[Instruction]:
Pick out each line in the listing below that contains the string "pavement" and copy it.

[Material]:

- - -

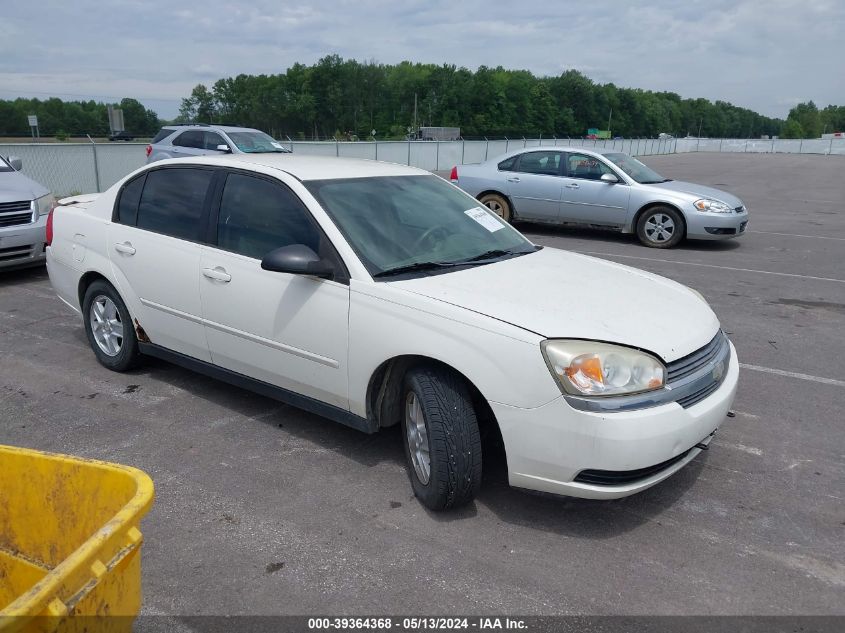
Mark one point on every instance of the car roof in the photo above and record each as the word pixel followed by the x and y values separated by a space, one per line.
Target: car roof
pixel 304 167
pixel 209 126
pixel 590 151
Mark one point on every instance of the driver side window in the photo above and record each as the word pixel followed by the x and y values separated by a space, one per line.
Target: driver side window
pixel 586 167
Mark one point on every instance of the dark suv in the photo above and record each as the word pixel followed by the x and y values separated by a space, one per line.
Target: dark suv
pixel 200 139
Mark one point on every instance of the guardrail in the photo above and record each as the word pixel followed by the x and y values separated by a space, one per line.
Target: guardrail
pixel 68 168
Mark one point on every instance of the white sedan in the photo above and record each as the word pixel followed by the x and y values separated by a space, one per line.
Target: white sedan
pixel 377 294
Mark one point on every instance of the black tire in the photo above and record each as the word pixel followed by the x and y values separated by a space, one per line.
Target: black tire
pixel 498 204
pixel 652 227
pixel 128 354
pixel 453 438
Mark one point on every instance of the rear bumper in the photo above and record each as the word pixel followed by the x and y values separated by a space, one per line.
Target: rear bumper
pixel 557 449
pixel 23 245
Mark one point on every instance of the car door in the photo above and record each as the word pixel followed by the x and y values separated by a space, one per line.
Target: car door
pixel 287 330
pixel 189 143
pixel 535 185
pixel 587 198
pixel 153 244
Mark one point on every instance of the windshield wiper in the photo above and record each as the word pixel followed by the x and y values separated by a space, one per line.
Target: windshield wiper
pixel 410 268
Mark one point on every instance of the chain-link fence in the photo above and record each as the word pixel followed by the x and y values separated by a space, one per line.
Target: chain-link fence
pixel 69 168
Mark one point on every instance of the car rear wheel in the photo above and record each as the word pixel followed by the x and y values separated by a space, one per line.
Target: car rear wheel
pixel 661 227
pixel 441 438
pixel 108 327
pixel 498 204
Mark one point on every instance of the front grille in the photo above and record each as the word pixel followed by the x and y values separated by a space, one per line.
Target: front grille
pixel 14 219
pixel 622 477
pixel 698 396
pixel 15 252
pixel 691 363
pixel 21 205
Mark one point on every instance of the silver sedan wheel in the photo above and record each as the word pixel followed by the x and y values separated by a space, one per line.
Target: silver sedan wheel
pixel 106 325
pixel 495 207
pixel 417 438
pixel 659 228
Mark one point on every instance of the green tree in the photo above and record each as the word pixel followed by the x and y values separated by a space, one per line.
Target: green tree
pixel 792 129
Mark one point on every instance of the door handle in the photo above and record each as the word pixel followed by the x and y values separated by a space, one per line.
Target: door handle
pixel 217 273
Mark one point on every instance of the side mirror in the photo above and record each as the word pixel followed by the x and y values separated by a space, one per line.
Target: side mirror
pixel 297 259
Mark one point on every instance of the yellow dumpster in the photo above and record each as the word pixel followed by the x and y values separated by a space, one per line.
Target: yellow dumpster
pixel 69 542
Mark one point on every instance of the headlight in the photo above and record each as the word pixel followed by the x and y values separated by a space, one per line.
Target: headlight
pixel 42 205
pixel 713 206
pixel 585 368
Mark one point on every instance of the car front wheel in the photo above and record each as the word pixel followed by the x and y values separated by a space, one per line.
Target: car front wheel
pixel 441 438
pixel 498 204
pixel 109 327
pixel 661 227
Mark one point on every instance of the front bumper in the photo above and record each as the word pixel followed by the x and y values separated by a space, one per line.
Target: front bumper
pixel 549 446
pixel 23 245
pixel 716 226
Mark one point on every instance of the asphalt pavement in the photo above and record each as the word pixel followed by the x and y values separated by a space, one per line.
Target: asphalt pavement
pixel 264 509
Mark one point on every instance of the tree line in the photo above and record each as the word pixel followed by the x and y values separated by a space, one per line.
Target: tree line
pixel 348 99
pixel 337 97
pixel 73 118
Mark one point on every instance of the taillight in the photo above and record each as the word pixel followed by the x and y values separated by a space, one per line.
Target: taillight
pixel 50 226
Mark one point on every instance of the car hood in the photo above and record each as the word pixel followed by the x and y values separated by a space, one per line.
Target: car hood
pixel 699 191
pixel 15 186
pixel 558 294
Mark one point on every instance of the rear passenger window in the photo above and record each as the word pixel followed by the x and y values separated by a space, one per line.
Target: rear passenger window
pixel 163 134
pixel 127 206
pixel 547 163
pixel 195 139
pixel 212 140
pixel 258 216
pixel 172 202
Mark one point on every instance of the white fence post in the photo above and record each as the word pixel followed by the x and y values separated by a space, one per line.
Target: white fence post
pixel 96 166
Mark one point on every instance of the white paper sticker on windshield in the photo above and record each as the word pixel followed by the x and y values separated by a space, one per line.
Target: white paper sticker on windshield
pixel 485 219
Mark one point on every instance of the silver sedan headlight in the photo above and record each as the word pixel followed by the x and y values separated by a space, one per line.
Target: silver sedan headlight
pixel 587 368
pixel 712 206
pixel 42 205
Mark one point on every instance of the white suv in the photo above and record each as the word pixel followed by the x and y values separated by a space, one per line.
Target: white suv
pixel 200 139
pixel 376 294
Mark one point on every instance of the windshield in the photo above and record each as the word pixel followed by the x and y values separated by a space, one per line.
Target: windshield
pixel 256 142
pixel 419 223
pixel 635 169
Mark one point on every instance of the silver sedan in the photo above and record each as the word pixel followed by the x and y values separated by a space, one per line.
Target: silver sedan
pixel 567 185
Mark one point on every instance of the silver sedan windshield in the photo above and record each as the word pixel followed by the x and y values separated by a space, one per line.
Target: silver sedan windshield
pixel 635 169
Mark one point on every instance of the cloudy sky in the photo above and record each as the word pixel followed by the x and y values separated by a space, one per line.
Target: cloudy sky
pixel 766 55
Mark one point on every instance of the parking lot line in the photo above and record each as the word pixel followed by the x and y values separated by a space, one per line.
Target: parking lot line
pixel 744 270
pixel 792 374
pixel 817 237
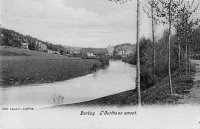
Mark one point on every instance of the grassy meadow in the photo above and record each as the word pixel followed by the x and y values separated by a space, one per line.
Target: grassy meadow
pixel 20 67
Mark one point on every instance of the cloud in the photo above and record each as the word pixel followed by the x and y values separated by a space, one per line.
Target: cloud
pixel 95 23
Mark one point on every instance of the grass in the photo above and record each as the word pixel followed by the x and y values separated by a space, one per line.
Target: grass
pixel 20 67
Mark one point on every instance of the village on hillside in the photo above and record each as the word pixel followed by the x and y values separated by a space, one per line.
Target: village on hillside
pixel 15 39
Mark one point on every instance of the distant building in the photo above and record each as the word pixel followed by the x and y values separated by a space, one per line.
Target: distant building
pixel 41 46
pixel 25 45
pixel 90 54
pixel 110 50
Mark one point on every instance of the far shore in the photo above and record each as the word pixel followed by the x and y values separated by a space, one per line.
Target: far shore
pixel 20 67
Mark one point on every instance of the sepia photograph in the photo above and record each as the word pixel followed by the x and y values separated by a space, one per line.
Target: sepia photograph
pixel 99 64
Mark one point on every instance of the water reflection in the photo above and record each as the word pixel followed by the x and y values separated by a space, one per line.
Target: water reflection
pixel 117 77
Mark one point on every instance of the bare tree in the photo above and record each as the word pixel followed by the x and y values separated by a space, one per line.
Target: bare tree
pixel 166 13
pixel 138 47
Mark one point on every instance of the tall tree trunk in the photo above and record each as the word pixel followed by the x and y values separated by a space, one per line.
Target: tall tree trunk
pixel 153 39
pixel 179 53
pixel 169 50
pixel 186 58
pixel 189 65
pixel 138 54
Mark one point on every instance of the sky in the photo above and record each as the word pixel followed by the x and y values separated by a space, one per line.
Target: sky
pixel 80 23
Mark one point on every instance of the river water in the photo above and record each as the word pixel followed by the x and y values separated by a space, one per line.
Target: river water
pixel 116 78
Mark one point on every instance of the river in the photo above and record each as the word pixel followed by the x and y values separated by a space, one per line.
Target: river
pixel 116 78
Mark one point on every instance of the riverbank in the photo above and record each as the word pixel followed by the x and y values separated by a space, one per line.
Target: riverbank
pixel 158 94
pixel 20 67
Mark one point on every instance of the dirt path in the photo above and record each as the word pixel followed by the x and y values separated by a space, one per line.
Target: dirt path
pixel 194 96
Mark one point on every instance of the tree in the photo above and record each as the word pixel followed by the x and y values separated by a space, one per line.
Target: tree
pixel 138 48
pixel 184 29
pixel 152 4
pixel 166 13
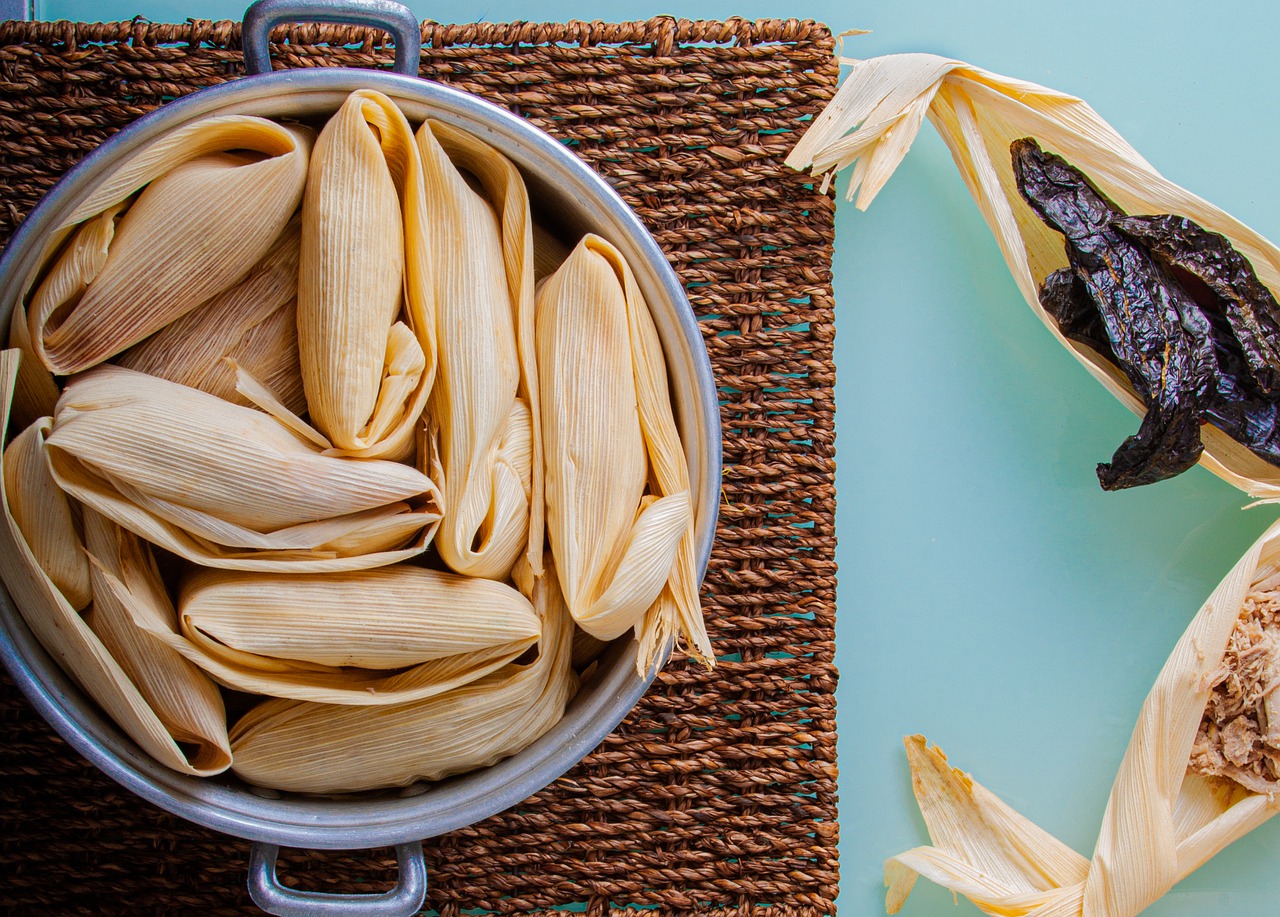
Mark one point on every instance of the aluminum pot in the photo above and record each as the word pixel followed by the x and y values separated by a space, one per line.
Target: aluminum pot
pixel 567 196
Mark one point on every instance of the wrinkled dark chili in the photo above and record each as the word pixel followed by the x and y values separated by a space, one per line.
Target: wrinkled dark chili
pixel 1174 306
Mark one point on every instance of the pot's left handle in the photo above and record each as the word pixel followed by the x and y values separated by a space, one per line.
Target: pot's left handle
pixel 396 18
pixel 403 900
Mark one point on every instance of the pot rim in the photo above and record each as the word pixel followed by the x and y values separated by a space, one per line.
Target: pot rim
pixel 604 699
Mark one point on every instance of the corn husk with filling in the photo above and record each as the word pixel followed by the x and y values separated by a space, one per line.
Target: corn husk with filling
pixel 183 697
pixel 49 523
pixel 1162 820
pixel 364 314
pixel 68 639
pixel 227 486
pixel 365 638
pixel 484 401
pixel 251 327
pixel 877 113
pixel 215 195
pixel 618 500
pixel 324 748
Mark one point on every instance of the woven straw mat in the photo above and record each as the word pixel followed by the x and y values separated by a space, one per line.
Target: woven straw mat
pixel 718 793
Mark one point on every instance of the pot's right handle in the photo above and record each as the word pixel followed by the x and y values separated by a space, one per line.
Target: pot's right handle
pixel 385 14
pixel 403 900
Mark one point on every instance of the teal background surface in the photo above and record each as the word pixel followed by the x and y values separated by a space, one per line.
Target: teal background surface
pixel 991 596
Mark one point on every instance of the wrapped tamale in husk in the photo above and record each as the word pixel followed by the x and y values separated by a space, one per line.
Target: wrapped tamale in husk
pixel 364 638
pixel 877 113
pixel 618 500
pixel 214 196
pixel 1192 780
pixel 364 315
pixel 325 748
pixel 250 327
pixel 183 697
pixel 484 402
pixel 228 486
pixel 77 649
pixel 48 520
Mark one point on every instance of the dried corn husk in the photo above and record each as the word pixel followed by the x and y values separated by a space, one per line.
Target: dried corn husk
pixel 49 523
pixel 325 748
pixel 877 113
pixel 366 374
pixel 218 192
pixel 618 505
pixel 250 327
pixel 228 486
pixel 183 697
pixel 68 639
pixel 1161 821
pixel 36 392
pixel 484 401
pixel 347 638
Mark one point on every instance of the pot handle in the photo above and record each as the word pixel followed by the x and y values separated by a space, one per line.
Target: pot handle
pixel 403 900
pixel 385 14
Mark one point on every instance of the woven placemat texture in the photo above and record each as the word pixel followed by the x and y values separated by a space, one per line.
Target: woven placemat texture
pixel 718 793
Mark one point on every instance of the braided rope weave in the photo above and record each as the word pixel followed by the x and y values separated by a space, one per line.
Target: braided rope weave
pixel 718 793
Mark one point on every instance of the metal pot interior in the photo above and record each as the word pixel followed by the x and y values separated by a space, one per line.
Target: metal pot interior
pixel 568 199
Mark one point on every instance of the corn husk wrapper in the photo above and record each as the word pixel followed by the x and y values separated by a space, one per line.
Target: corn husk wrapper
pixel 251 327
pixel 49 523
pixel 69 641
pixel 36 392
pixel 877 113
pixel 366 374
pixel 205 217
pixel 1161 821
pixel 618 500
pixel 485 400
pixel 323 748
pixel 127 583
pixel 227 486
pixel 347 638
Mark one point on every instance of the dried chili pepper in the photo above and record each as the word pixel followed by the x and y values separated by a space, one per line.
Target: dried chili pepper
pixel 1185 247
pixel 1159 334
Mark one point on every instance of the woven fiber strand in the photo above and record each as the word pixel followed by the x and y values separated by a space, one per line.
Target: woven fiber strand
pixel 718 794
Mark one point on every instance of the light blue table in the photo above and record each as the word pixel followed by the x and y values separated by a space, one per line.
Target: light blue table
pixel 991 596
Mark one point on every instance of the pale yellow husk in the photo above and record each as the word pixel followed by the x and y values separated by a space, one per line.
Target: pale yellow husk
pixel 216 194
pixel 48 520
pixel 618 501
pixel 251 327
pixel 324 748
pixel 364 311
pixel 347 638
pixel 1161 821
pixel 485 397
pixel 127 583
pixel 228 486
pixel 877 113
pixel 68 639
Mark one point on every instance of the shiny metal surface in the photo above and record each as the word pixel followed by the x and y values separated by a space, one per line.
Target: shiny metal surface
pixel 570 197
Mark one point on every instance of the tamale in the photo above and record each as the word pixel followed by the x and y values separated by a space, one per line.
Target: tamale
pixel 618 503
pixel 483 275
pixel 67 637
pixel 369 638
pixel 325 748
pixel 251 327
pixel 135 265
pixel 228 486
pixel 877 113
pixel 366 374
pixel 48 520
pixel 184 698
pixel 1164 819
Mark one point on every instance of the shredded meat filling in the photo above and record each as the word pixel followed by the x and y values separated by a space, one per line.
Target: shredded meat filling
pixel 1239 737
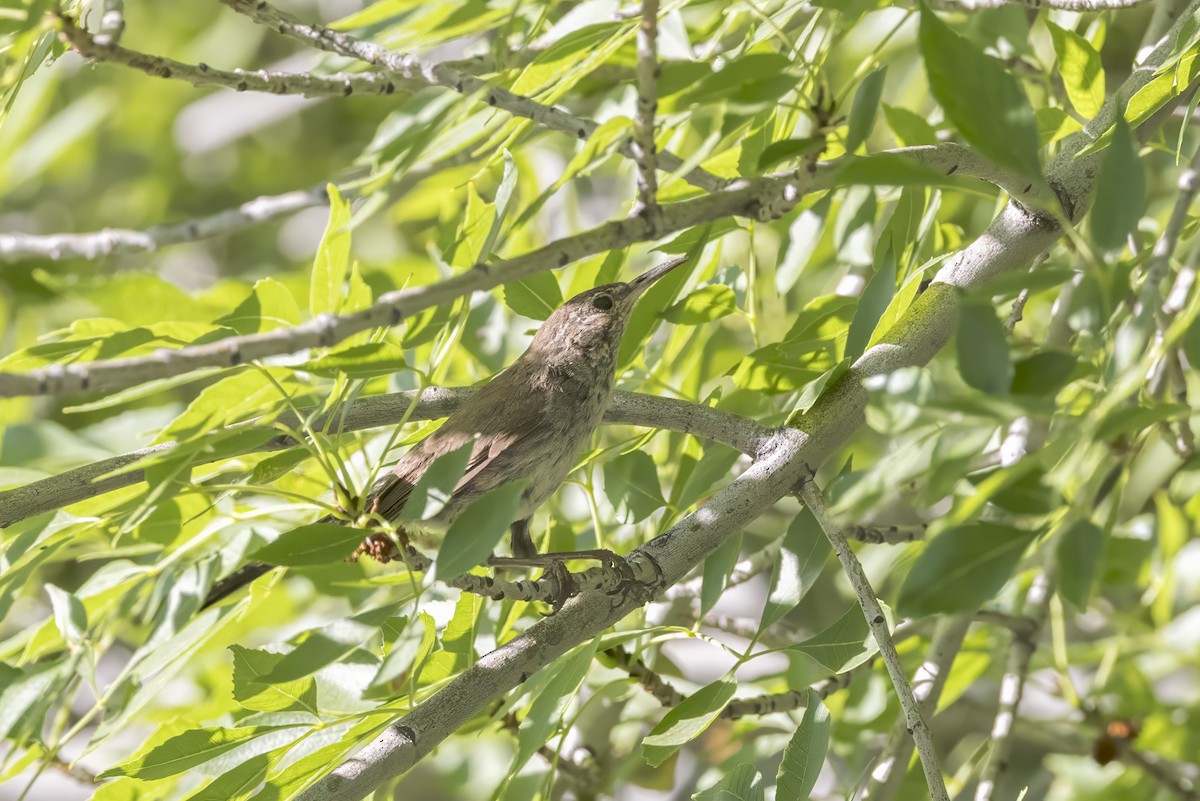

- - -

[The solution]:
Mark one point on every instance of the asphalt pavement in the photo above and record each as the word pixel followed by the x and y values separated by a space, one per line.
Target: asphalt pavement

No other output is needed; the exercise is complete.